TEXT TO READ |
Alphabet: it’s one of the first things we teach our children. Even before we teach them that they’re racist (if they’re white) or a victim (if they’re not), and that what they pack in their undies has nothing to do with their “gender”.

“A-B-C-D, E-F-G…”, you’re singing it in your head now (and hopefully saying the correct zed, not the ghastly zee). The Latin alphabet, which forms the basis of written English, is the most widely-used writing script in the world. The second-most widely-used, Chinese, is a logographic script, meaning that each character represents a word, not a sound. Even basic Chinese fluency requires learning about 3,500 characters.

Latin script, with its 26 letters, seems a clear winner. Sanskrit has between 43 and 67 letters. Even Arabic, a cousin of Latin, is only whittled down to 28 letters.

But, if Arabic is a “cousin” of Latin, what is their ancestor?

As far back as the 16th century BC a small group of Mediterranean traders created the foundational script of 22 consonants that became the basis of English, Arabic, Hebrew and many other alphabets.

The Phoenicians lived along the Mediterranean coast in what is now Lebanon. They inhabited a number of different city-states, the most famous of which were Tyre, Byblos, and Sidon. These Phoenician places were often in conflict with each other for domination of the region. Because of this lack of cooperation, the Phoenicians were conquered and forced to pay tribute to the virtually every empire in the region, including the Egyptians, Hittites, Assyrians, Babylonians, Persians, and Greeks.

SUPPLIED DATA |
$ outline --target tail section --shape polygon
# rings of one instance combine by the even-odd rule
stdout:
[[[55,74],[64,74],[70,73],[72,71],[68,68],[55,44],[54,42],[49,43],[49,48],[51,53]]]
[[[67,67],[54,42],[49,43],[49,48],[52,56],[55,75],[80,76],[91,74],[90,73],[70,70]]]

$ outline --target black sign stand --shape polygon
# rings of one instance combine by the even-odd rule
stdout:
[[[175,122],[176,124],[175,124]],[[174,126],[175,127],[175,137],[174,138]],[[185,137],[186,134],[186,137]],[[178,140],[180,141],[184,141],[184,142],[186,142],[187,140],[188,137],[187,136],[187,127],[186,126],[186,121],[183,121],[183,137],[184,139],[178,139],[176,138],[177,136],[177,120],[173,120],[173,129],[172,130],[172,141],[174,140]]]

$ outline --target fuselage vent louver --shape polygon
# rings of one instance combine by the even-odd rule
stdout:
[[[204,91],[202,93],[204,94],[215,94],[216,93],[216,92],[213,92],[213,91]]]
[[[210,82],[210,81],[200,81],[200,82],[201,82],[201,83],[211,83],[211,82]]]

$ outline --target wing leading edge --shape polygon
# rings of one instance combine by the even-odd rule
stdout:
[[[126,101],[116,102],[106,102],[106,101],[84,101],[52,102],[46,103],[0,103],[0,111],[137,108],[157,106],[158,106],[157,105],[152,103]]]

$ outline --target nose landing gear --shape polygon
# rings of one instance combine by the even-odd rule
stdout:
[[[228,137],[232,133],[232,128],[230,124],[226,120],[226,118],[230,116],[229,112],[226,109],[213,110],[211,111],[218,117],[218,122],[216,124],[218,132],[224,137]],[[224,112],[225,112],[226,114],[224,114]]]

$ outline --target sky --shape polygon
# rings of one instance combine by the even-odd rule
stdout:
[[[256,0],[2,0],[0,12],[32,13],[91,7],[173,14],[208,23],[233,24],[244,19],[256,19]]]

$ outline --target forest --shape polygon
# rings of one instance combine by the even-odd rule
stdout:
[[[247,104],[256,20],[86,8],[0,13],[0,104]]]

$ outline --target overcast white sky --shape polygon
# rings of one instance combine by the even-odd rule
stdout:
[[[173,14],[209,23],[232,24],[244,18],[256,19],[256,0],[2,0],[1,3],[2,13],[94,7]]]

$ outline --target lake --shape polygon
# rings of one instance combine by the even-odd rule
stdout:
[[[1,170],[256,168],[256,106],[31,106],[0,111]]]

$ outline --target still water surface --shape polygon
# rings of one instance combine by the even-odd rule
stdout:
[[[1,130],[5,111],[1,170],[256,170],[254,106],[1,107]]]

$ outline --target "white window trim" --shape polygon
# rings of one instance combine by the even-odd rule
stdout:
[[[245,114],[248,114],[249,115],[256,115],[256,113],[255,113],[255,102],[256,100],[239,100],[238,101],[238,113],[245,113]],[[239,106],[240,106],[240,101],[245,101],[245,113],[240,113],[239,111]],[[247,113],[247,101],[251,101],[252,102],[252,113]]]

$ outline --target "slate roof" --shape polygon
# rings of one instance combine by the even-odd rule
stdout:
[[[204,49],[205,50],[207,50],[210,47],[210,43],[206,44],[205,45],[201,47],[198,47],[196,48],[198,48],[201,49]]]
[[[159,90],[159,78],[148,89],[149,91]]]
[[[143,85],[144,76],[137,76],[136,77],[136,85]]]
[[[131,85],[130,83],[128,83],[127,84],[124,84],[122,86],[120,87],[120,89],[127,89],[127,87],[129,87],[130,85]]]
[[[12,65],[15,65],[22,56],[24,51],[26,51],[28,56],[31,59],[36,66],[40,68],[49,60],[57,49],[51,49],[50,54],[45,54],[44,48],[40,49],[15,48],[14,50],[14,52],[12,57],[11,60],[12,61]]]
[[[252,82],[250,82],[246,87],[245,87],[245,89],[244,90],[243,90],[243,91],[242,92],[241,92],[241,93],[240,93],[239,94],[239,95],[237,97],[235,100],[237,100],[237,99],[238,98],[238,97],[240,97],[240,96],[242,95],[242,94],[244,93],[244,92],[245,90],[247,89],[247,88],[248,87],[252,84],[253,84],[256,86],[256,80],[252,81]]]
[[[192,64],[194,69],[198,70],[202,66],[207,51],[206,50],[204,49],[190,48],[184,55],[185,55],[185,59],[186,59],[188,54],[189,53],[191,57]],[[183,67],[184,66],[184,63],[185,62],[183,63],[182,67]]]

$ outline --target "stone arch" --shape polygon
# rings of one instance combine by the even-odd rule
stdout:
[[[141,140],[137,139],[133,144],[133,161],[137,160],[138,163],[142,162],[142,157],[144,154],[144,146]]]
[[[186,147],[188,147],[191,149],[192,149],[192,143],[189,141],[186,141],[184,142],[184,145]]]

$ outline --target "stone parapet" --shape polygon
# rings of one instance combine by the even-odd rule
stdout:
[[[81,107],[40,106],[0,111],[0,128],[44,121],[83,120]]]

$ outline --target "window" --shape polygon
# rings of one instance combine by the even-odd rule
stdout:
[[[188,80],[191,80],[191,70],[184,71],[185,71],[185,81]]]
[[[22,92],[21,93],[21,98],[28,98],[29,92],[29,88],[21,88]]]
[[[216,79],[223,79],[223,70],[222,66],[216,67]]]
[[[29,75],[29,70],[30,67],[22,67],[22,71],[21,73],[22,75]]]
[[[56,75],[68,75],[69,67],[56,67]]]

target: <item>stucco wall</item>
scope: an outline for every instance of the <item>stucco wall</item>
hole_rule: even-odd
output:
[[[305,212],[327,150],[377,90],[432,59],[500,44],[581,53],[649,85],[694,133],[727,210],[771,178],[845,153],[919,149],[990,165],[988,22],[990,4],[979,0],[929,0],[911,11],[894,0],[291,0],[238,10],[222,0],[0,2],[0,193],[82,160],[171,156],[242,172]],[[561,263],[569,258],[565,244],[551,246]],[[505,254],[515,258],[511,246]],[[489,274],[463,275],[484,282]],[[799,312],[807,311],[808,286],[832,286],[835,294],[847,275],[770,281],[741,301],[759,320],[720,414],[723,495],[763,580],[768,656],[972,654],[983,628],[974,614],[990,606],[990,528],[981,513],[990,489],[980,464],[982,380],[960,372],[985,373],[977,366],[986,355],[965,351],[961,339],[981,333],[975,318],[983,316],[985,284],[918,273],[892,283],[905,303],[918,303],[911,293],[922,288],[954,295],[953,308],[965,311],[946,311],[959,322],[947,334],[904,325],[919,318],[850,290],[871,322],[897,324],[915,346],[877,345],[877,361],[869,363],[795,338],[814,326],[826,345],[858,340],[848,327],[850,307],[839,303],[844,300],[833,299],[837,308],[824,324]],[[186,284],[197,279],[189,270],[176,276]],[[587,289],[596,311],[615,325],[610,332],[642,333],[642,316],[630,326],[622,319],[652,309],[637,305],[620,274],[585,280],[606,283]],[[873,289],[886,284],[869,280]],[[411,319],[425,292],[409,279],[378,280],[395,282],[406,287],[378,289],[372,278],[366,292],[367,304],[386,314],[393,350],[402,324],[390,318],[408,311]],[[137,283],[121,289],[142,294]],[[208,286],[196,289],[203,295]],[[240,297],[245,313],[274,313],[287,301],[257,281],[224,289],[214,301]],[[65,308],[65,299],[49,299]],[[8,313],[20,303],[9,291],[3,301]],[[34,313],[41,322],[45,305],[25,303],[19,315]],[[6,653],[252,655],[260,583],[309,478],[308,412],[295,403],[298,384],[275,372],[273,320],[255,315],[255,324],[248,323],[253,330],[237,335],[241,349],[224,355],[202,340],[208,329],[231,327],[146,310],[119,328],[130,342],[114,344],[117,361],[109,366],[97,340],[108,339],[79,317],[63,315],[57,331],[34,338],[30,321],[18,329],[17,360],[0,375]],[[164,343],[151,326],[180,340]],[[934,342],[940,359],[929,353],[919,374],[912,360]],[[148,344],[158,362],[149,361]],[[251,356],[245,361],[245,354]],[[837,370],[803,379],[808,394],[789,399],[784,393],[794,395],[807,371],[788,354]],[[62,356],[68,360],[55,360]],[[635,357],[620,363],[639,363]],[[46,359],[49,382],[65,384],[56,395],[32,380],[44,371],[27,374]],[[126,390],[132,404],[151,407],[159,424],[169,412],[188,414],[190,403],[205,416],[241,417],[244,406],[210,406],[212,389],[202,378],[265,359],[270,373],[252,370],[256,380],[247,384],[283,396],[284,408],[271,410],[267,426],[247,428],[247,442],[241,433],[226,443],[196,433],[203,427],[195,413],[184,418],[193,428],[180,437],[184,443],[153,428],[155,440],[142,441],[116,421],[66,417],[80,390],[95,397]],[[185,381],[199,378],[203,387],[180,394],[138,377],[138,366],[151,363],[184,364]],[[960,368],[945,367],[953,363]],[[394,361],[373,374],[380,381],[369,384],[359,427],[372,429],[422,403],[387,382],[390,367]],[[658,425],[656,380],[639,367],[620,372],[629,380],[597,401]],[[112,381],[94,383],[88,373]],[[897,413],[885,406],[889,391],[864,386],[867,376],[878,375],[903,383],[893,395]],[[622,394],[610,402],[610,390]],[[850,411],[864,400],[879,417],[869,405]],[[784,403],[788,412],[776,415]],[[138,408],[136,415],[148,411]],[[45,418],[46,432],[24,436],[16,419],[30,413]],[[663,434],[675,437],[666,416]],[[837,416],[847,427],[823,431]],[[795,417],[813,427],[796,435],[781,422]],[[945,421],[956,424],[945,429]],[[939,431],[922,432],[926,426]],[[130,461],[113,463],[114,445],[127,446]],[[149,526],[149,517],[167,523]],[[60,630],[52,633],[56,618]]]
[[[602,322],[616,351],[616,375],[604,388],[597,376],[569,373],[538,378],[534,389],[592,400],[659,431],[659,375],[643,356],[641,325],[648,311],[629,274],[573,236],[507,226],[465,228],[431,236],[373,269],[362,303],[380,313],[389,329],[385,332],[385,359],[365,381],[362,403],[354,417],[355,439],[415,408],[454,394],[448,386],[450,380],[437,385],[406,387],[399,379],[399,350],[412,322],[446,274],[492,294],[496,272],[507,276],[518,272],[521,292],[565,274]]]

* * *

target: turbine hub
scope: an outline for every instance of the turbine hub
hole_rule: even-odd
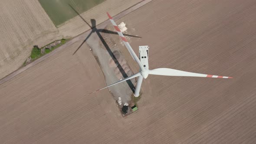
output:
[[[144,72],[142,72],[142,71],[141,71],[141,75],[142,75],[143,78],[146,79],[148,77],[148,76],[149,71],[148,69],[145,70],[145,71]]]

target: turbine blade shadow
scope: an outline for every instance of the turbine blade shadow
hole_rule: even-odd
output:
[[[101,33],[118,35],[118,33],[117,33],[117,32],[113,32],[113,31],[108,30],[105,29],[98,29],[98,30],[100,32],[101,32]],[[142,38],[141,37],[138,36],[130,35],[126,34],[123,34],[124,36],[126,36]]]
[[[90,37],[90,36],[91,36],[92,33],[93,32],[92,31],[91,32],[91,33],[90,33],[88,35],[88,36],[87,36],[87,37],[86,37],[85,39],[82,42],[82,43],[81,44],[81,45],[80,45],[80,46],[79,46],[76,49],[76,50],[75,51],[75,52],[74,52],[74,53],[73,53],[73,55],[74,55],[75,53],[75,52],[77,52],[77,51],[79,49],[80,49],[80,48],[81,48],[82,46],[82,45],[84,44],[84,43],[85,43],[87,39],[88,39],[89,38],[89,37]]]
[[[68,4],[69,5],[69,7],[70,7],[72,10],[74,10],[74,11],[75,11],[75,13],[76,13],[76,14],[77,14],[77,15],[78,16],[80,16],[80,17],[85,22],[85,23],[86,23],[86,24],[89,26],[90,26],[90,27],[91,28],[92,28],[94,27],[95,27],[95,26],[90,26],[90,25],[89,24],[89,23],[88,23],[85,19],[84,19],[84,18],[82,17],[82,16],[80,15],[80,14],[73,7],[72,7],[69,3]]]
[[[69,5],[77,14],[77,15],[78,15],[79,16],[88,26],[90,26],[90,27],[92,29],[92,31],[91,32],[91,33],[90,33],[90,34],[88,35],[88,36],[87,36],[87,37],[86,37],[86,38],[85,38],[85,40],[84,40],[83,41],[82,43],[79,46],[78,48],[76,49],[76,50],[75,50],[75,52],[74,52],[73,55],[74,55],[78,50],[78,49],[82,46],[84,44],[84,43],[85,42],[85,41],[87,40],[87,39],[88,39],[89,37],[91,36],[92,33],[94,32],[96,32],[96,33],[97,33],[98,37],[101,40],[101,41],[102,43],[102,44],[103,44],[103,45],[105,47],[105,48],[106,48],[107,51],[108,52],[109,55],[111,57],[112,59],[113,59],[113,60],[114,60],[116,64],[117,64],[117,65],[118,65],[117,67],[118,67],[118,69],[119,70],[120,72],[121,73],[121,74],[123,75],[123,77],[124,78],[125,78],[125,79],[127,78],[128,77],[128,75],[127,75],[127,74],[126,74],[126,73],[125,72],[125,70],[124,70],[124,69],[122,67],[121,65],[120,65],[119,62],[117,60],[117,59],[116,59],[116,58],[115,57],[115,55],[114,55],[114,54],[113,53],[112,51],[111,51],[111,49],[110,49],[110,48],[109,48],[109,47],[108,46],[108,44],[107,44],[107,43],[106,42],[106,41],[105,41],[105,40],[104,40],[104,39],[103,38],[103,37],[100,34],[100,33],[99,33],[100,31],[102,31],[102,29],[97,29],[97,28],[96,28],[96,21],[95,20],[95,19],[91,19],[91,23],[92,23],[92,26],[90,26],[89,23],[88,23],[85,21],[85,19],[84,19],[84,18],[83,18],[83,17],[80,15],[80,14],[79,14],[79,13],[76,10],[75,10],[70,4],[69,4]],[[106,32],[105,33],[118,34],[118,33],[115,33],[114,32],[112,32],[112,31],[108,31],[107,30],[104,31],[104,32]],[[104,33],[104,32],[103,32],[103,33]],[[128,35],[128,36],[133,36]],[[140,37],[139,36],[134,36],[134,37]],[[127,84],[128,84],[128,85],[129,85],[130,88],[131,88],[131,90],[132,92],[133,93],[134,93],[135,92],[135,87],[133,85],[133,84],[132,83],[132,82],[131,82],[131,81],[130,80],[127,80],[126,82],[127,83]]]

==

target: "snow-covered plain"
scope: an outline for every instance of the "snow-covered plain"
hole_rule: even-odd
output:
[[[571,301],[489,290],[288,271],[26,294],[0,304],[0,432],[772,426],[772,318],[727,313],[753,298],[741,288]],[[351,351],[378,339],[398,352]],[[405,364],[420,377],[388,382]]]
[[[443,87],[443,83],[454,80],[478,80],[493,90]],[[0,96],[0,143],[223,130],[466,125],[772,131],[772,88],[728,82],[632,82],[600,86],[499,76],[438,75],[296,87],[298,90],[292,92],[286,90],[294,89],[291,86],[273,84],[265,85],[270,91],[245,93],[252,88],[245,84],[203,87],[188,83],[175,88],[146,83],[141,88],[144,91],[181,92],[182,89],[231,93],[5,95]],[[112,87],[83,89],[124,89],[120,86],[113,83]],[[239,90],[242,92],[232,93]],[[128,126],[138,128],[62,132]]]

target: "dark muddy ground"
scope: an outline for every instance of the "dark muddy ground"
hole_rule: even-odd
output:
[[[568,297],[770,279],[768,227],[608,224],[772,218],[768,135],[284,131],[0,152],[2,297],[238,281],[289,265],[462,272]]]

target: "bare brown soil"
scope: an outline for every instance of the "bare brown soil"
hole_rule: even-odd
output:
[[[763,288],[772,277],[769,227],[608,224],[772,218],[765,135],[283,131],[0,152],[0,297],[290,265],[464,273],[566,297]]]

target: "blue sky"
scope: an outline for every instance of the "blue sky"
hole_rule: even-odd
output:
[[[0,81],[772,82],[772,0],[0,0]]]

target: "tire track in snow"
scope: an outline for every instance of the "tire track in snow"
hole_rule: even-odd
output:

SET TASK 1 | In the piece on the alphabet, write out everything from "Latin script, with" down to "many other alphabets.".
SET TASK 2 | Which empires does the piece on the alphabet name as having conquered the Phoenicians and made them pay tribute? List them all.

COMPLETE RESPONSE 1 |
Latin script, with its 26 letters, seems a clear winner. Sanskrit has between 43 and 67 letters. Even Arabic, a cousin of Latin, is only whittled down to 28 letters.

But, if Arabic is a “cousin” of Latin, what is their ancestor?

As far back as the 16th century BC a small group of Mediterranean traders created the foundational script of 22 consonants that became the basis of English, Arabic, Hebrew and many other alphabets.

COMPLETE RESPONSE 2 | Egyptians, Hittites, Assyrians, Babylonians, Persians, Greeks